_Data in this exercise_
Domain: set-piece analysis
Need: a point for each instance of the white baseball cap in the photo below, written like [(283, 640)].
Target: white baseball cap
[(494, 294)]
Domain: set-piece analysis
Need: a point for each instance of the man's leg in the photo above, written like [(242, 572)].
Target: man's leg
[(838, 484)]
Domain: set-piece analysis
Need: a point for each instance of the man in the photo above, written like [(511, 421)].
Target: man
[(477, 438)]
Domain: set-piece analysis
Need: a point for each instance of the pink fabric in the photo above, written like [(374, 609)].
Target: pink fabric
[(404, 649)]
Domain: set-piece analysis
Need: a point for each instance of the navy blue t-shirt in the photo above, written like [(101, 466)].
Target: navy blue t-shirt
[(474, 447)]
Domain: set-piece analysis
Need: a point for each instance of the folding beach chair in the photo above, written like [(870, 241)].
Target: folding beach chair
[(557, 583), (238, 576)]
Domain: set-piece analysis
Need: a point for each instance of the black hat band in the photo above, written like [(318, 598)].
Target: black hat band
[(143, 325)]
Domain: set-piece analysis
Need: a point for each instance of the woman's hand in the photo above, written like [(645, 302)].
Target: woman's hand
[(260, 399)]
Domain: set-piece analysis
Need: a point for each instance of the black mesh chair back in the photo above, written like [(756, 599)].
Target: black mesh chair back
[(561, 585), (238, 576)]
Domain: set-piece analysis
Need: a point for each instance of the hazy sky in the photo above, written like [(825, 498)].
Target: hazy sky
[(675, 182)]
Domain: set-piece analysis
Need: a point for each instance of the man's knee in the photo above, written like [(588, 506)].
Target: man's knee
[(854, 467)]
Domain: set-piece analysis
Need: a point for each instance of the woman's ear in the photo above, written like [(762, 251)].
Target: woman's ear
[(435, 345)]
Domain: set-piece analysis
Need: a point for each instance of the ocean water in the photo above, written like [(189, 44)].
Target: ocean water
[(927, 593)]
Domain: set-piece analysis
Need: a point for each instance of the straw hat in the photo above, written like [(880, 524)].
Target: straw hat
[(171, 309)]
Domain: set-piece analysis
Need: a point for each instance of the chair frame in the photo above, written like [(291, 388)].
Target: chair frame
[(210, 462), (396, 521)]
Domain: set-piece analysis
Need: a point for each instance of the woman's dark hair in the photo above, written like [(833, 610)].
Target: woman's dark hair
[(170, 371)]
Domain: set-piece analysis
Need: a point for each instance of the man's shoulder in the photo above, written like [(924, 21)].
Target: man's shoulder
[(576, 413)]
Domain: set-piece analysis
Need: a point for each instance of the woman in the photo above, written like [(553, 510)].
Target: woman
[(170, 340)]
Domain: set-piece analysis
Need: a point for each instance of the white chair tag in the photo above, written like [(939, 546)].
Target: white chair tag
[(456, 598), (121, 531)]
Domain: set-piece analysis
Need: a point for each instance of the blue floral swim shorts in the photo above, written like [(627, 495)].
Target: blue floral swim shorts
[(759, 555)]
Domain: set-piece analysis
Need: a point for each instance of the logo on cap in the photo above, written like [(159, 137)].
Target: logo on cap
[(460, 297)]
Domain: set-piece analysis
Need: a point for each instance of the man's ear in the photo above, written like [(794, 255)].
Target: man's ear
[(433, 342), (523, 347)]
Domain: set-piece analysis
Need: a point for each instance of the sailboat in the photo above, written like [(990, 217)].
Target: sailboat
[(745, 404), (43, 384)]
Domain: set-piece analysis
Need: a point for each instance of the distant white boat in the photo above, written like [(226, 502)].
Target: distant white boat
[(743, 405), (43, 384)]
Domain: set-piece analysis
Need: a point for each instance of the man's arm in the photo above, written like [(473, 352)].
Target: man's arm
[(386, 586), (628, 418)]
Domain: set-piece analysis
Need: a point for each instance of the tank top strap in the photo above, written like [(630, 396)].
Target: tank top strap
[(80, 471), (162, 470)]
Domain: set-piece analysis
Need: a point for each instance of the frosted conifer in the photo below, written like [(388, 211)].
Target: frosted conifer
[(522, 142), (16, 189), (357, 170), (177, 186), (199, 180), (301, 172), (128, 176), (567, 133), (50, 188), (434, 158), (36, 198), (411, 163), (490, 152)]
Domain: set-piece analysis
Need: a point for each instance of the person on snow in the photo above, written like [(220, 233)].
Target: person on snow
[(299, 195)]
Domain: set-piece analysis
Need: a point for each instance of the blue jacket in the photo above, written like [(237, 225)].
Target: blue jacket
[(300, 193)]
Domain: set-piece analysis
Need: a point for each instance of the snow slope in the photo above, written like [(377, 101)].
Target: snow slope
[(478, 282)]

_Short task_
Count the lines in the listing above that contain the word "band", and reply with the number alone.

_Completed exercise_
2